Trump is supposedly the one of the biggest contributors to Charlie Rangel ever, yet he is supposedly running as a Republican.

And then we have our current president, who is a Republican who ran as a Democrat in 2008. I posted this in comments on the morning thread yesterday, but I can resist doing it again. It’s so funny to see former Obama supporter (why?) Eric Alterman comparing Obama to Jimmy Carter.

Stylistically speaking, Barack Obama could hardly be further from Jimmy Carter if he really had been born in Kenya. Carter was a born-again Baptist who was raised on his father’s peanut plantation and supported George Wallace on the road to the Georgia state house. Barack Obama—well, you know the story. But the two men have a great deal in common in their approach to the presidency, and not one of these similarities is good news for the Democrats or even for America. Both men rule without regard to the concerns of the base of their party. Both held themselves to be above politics when it came to making tough decisions. Both were possessed with superhuman self-confidence when it came to their own political judgment mixed with contempt for what they understood to be the petty concerns of pundits and party leaders. And worst of all, one fears, neither one appeared willing to change course no matter how many storm clouds loomed on the horizon.

Ask yourself if the following story does not sound like another president we could name The gregarious Massachusetts pol, House Speaker Tip O’Neill, could hardly have been more eager to work with a Democratic president after eight years of Nixon and Ford. But when they first met, and O’Neill attempted to advise Carter about which members of Congress might need some special pleading, or even the assorted political favor or two with regard to certain issues, to O’Neill’s open-jawed amazement, Carter replied, “No, I’ll describe the problem in a rational way to the American people. I’m sure they’ll realize I’m right.” The red-nosed Irishman later said he “could have slugged” Carter over this lethal combination of arrogance and naivety, but it would soon become Carter’s calling card.

========================

◆ Exercise aim ◆
Reproduce word for word the part of the post comparing Obama and Carter, starting with "Ask yourself if" and going on through "Carter’s calling card.". Draw only on the text itself.

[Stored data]

========================

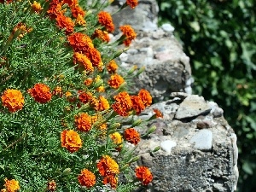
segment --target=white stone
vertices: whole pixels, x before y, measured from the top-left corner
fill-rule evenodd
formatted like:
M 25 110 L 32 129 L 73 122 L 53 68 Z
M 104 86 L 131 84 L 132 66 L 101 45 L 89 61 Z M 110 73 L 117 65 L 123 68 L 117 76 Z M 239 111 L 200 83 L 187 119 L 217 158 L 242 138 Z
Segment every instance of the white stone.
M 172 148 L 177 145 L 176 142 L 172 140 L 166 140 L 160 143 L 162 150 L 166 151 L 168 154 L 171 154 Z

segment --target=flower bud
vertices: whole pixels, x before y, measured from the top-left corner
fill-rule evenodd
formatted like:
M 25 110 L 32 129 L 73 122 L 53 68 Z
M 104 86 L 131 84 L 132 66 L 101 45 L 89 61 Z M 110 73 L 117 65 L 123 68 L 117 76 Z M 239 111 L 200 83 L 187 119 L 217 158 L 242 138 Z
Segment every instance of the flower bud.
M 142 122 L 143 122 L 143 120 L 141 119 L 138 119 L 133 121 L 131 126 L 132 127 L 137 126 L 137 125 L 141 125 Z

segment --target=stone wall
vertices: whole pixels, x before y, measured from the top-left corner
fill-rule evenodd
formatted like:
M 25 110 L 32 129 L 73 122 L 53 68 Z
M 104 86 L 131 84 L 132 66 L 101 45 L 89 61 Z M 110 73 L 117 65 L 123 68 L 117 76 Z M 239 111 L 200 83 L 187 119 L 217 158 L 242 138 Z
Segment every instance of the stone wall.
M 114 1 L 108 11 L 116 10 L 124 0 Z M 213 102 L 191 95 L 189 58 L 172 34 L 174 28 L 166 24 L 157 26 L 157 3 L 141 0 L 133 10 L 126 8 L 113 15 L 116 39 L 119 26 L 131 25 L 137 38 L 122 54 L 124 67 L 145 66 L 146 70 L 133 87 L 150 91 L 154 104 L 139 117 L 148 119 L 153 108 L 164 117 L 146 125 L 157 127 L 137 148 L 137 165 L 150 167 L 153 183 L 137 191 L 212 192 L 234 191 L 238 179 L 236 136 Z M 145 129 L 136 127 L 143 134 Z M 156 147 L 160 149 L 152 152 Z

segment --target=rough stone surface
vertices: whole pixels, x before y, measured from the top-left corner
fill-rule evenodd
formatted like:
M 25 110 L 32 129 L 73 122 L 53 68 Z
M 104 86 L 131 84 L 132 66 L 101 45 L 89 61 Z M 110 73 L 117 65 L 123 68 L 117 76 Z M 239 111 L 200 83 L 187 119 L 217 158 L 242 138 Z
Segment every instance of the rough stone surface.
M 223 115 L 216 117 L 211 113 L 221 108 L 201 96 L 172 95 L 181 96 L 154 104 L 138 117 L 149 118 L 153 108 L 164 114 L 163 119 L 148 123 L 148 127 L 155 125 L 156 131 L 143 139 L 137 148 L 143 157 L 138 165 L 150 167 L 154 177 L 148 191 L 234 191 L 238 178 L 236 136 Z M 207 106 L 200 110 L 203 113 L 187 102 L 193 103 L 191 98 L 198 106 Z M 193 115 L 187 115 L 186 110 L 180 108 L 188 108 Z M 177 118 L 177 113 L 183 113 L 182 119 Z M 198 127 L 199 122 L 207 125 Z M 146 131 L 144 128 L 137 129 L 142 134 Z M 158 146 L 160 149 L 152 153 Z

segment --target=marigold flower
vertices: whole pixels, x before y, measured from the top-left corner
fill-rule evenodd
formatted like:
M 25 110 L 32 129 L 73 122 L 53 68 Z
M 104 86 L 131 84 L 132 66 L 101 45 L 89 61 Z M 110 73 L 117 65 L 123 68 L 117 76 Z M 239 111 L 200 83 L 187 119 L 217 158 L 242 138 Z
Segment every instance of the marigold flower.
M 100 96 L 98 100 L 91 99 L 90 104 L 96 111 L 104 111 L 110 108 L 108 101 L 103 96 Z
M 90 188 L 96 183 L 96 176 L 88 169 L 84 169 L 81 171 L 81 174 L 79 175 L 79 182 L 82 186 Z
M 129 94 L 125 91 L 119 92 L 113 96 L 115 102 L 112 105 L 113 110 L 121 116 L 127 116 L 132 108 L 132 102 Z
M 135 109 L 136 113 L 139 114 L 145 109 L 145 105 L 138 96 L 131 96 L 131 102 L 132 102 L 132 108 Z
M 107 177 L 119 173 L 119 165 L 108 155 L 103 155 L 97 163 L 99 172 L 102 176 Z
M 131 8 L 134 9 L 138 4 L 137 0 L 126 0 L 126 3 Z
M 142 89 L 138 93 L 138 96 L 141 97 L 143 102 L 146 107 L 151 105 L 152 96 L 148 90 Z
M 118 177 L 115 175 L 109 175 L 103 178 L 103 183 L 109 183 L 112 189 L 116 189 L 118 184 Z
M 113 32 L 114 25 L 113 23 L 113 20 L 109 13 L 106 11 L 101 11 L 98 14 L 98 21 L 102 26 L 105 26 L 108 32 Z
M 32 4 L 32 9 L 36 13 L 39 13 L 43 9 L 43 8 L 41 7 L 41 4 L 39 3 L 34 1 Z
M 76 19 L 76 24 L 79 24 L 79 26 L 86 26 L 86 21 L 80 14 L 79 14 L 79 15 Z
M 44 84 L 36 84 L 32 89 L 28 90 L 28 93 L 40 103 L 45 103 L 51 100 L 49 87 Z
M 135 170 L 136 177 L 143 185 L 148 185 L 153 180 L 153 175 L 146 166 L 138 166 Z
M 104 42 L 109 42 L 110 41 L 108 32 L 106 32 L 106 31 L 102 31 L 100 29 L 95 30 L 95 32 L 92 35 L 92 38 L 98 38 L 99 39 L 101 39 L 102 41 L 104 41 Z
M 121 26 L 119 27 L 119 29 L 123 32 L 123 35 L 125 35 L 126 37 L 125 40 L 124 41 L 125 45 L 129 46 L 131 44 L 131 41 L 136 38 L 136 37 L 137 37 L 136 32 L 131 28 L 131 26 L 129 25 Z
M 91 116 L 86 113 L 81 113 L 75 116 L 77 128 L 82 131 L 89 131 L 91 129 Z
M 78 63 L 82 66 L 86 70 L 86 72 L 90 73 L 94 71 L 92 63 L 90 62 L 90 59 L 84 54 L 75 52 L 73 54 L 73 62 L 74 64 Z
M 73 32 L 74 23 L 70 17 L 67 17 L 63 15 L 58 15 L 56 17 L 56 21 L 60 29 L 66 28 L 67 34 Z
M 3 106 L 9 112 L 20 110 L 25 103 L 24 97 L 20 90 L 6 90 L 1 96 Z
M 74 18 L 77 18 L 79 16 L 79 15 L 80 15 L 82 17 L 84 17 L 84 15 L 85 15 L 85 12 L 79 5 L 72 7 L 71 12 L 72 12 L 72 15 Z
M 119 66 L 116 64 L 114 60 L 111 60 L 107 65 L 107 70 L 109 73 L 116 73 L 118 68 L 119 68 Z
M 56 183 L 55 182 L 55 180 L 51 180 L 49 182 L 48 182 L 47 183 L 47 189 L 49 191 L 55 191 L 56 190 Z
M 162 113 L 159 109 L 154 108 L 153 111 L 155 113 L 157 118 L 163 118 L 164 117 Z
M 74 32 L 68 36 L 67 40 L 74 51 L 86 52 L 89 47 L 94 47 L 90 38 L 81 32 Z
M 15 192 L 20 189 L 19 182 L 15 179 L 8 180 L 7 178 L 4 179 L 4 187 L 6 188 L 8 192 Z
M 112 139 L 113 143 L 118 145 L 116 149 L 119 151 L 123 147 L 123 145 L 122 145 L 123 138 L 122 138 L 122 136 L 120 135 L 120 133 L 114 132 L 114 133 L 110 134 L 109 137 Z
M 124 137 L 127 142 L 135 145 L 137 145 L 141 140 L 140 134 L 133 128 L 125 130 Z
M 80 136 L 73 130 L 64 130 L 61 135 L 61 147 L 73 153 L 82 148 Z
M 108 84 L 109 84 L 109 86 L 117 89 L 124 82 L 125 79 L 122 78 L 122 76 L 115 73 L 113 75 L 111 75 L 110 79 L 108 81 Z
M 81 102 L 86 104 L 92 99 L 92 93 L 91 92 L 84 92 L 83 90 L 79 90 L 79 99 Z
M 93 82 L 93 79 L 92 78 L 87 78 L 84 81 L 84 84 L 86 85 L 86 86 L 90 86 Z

========================

◆ Exercise answer ◆
Ask yourself if the following story does not sound like another president we could name The gregarious Massachusetts pol, House Speaker Tip O’Neill, could hardly have been more eager to work with a Democratic president after eight years of Nixon and Ford. But when they first met, and O’Neill attempted to advise Carter about which members of Congress might need some special pleading, or even the assorted political favor or two with regard to certain issues, to O’Neill’s open-jawed amazement, Carter replied, “No, I’ll describe the problem in a rational way to the American people. I’m sure they’ll realize I’m right.” The red-nosed Irishman later said he “could have slugged” Carter over this lethal combination of arrogance and naivety, but it would soon become Carter’s calling card.